* **Kutipan Dokumen**:
******

Kedua peran peradilan. Putusan peradilan yang membebaskan pelaku kerusakan lingkungan menunjukkan bahwa pengadilan sebagai ujung tombak penegakan hukum, ternyata tidak sensitif terhadap krisis lingkungan dan rasa keadilan masyarakat dan masih terlalu mengedepankan kebenaran formal dan prosedural dibandingkan dengan penggalian keadilan substansial.
Ketiga perjanjian Internasional dalam rangka perlindungan lingkungan maupun perdagangan dimana Indonesia terlibat belum dioptimalkan untuk menyelamatkan kondisi lingkungan serta menjamin agar masyarakat tidak dirugikan.
Menurutnya dalam konteks Indonesia, mewujudkan tata kelola yang baik secara konsisten memerlukan perombakan serta pembenahan tatanan sosial, politik dan hukum. Pembenahan yang harus dilakukan antara lain pengadaan jaminan hukum dan pengaktualisasian akses informasi, partisipasi dalam proses pengambilan keputusan serta akses terhadap keadilan untuk mewujudkan perimbangan kekuatan antara elemen negara (state), sektor swasta (private sector) dan masyarakat madani (civil society).
Pembangunan berkelanjutan (sustainable development) menghendaki adanya pengelolaan sumberdaya yang berkeadilan, baik secara ekonomi, sosial maupun lingkungan bagi generasi saat ini maupun generasi yang akan datang. Untuk mewujudkan keadilan intra dan inter generasi ini, pembangunan berkelanjutan berbasiskan tata kelola lingkungan yang baik (Good Sustainable Development Governance) menjadi sangat mutlak.

******

* **Isi Data**:
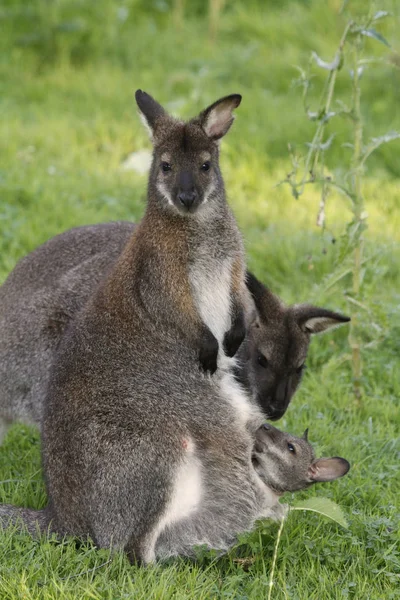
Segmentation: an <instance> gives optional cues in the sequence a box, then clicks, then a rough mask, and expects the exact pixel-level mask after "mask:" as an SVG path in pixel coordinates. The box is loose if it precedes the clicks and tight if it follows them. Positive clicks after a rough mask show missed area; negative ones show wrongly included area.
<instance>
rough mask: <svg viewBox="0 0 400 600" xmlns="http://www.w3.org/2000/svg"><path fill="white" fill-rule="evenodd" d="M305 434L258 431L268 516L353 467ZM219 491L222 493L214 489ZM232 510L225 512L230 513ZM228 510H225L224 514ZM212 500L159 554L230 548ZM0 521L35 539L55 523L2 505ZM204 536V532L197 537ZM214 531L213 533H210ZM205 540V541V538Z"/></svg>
mask: <svg viewBox="0 0 400 600" xmlns="http://www.w3.org/2000/svg"><path fill="white" fill-rule="evenodd" d="M306 434H307V432H305V435H304V436H303V437H302V438H298V437H295V436H293V435H291V434H290V433H286V432H283V431H280V430H278V429H276V428H275V427H272V426H271V425H270V424H269V423H264V424H263V425H261V426H260V427H259V429H258V430H257V431H256V433H255V444H254V447H253V451H252V462H253V466H254V468H255V470H256V472H257V474H258V475H259V477H260V478H261V480H262V481H263V482H264V484H265V485H266V486H267V487H268V488H269V489H270V490H272V495H271V498H272V501H271V506H270V509H269V510H267V511H266V513H265V515H264V516H265V517H271V518H279V517H281V516H282V514H283V513H284V512H285V510H286V505H284V504H280V503H279V502H278V499H279V497H280V496H281V495H282V494H283V493H285V492H295V491H298V490H302V489H305V488H307V487H309V486H310V485H312V484H314V483H318V482H321V481H324V482H326V481H333V480H335V479H337V478H339V477H343V476H344V475H346V474H347V473H348V471H349V469H350V465H349V463H348V462H347V460H345V459H344V458H340V457H334V458H320V459H316V458H315V455H314V451H313V448H312V446H311V444H310V443H309V442H308V440H307V435H306ZM214 493H215V494H217V493H218V489H215V490H214ZM227 509H228V507H226V508H225V510H227ZM224 512H225V511H224ZM215 517H216V515H215V505H214V503H213V502H209V503H208V502H207V499H205V501H204V502H203V504H202V509H201V511H199V513H198V514H196V515H195V516H194V517H189V518H186V519H183V520H182V521H181V522H179V523H175V524H173V525H170V526H167V527H166V528H165V529H164V530H163V531H162V532H161V534H160V536H159V538H158V540H157V545H156V554H157V556H158V557H161V558H168V557H169V556H173V555H176V554H184V555H187V556H190V555H191V554H193V553H194V552H195V548H194V540H195V541H196V545H199V544H200V543H201V545H208V546H210V547H212V544H211V543H210V538H211V539H218V538H220V543H219V548H221V549H227V548H228V547H229V545H230V544H232V543H233V542H234V541H235V536H234V535H233V533H232V535H227V533H226V532H225V531H223V529H222V528H223V523H224V520H221V521H220V520H219V519H216V518H215ZM206 522H208V523H209V528H208V530H207V534H206V535H205V534H204V531H205V529H204V523H206ZM0 523H2V524H3V526H6V525H8V526H9V525H11V524H13V525H15V524H22V526H23V523H26V524H27V527H28V531H29V533H31V534H32V535H36V534H37V533H38V532H39V533H40V532H41V531H44V530H46V529H48V530H49V531H50V532H51V531H52V525H51V523H50V522H49V520H48V516H47V514H46V511H30V510H28V509H19V508H16V507H14V506H10V505H2V506H0ZM199 532H201V533H199ZM211 532H212V533H211ZM201 536H203V537H201Z"/></svg>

******

* **Langkah yang Diperlukan**:
[A] Menurut kutipan dokumen tentang tata kelola lingkungan, apa yang masih terlalu dikedepankan pengadilan dibandingkan dengan penggalian keadilan substansial?
[B] Tolong lanjutkan teks tentang tata kelola lingkungan di Indonesia, mulai setelah kalimat terakhirnya.

* **Hasil Latihan**:
[A] Kebenaran formal dan prosedural.

[B]
Prinsip ke-10 Rio Declaration 1992 yang ditandatangani 178 pemerintah termasuk Indonesia, memandatkan negara untuk memenuhi hak masyarakat untuk mendapatkan informasi, berpartisipasi dan mendapatkan keadilan dalam pengambilan keputusan di bidang pengelolaan lingkungan hidup.
Hak atas akses informasi pada intinya setiap orang berhak memperoleh informasi yang utuh, akurat dan mutakhir untuk berbagai tujuan. Akses terhadap informasi dibagi dua tipe yaitu hak masyarakat mendapatkan informasi dan pejabat publik berkewajiban menyediakan informasi tanpa harus didahului adanya permintaan dari masyarakat (akses informasi secara pasti), hak masyarakat untuk menerima informasi dan pejabat publik berkewajiban menyediakan dan memberikan informasi apabila ada permintaan dari masyarakat (akses informasi secara aktif).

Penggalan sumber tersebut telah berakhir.